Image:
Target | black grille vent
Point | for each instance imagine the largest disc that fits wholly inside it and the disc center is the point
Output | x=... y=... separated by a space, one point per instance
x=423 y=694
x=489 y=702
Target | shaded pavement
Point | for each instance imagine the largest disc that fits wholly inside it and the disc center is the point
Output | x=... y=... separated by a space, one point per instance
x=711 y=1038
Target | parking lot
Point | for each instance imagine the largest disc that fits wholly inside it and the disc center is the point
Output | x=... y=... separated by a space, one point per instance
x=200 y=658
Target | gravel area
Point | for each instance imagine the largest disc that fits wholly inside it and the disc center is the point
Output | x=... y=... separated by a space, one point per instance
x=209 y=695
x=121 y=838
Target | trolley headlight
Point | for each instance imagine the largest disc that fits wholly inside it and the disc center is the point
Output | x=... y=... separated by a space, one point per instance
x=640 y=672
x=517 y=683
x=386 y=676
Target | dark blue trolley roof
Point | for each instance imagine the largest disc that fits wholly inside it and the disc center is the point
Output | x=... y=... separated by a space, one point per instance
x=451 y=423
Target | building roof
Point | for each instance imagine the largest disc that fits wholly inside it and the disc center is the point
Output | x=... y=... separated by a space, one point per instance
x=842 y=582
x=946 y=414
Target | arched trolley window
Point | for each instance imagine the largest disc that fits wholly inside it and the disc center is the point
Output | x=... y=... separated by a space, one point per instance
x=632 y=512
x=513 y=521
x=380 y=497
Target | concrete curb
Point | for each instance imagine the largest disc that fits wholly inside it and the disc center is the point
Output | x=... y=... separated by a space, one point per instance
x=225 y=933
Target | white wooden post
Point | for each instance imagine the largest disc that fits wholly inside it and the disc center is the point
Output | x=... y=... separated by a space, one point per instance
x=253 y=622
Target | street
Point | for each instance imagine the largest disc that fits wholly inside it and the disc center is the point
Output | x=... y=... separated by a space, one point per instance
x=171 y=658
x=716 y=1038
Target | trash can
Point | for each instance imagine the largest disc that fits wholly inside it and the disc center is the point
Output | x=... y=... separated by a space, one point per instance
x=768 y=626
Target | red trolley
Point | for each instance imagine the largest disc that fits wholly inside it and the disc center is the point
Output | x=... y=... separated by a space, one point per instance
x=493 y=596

━━━

__GIVEN REQUEST__.
Update every one of the items above, replacing each "disc" with "circle" and leaving everything else as it is.

__FULL RESPONSE__.
Image:
Target | black grille vent
Point | for each instance imagine the largest circle that fits wholly inside it and the circle center is the point
Output | x=... y=... separated by a space, one point per instance
x=423 y=694
x=489 y=702
Target | shaded pavement
Point | for each instance imagine the largest circle that fits wholly inside it and the circle center is the point
Output | x=... y=... separated by a space, one point per instance
x=711 y=1038
Target | parking lot
Point | for each instance imagine the largest circle that fits wholly inside it and the circle center is the point
Output | x=... y=... separated by a space, one point per instance
x=200 y=658
Target | gravel area
Point | for each instance imagine the largest circle that fits wholly inside it and the circle center is the point
Output | x=... y=... separated by a space, one point per instance
x=209 y=695
x=121 y=838
Target | trolley headlight
Point | for each instance imagine the largest circle that fits wholly inside it and the circle center is the point
Output | x=... y=... separated by a space, one point per instance
x=640 y=672
x=517 y=683
x=386 y=676
Target | dark blue trolley roof
Point | for each instance imagine the largest circle that fits wholly inside it and the circle center is the point
Output | x=... y=... separated by a space, one point per instance
x=451 y=423
Target | building roof
Point | for each instance imagine the largest circle that fits wholly inside it and the circle center is the point
Output | x=... y=... separated by a space, one point per instance
x=842 y=582
x=946 y=414
Target | arched trolley window
Point | for each instance imagine the largest circle that fits wholly inside it and the circle center is the point
Output | x=... y=... separated by a space, one point per instance
x=632 y=512
x=513 y=521
x=380 y=497
Target | concrete curb
Point | for each instance imagine the largest circle that fits wholly inside it and the circle center is the point
Output | x=... y=... separated by a space, one point per instance
x=225 y=933
Target | white wooden post
Point | for each instance imagine the largest circle that fits wholly inside it and the circle center is the point
Output | x=... y=... separated by a space, one point per instance
x=253 y=622
Target | street
Point | for each instance imagine the largest circle that fits wholly inside it and the circle center is the point
Output | x=... y=... separated by a space, one point per instance
x=171 y=658
x=716 y=1038
Target | trash can
Point | for each instance imagine the largest circle that fits wholly inside it and the circle center is the point
Output | x=... y=... separated by a space, one point per instance
x=768 y=626
Target | red trolley
Point | for each instance imagine the largest circle that fits wholly inside it and the circle center is the point
Output | x=... y=... separated by a space, one point per instance
x=493 y=596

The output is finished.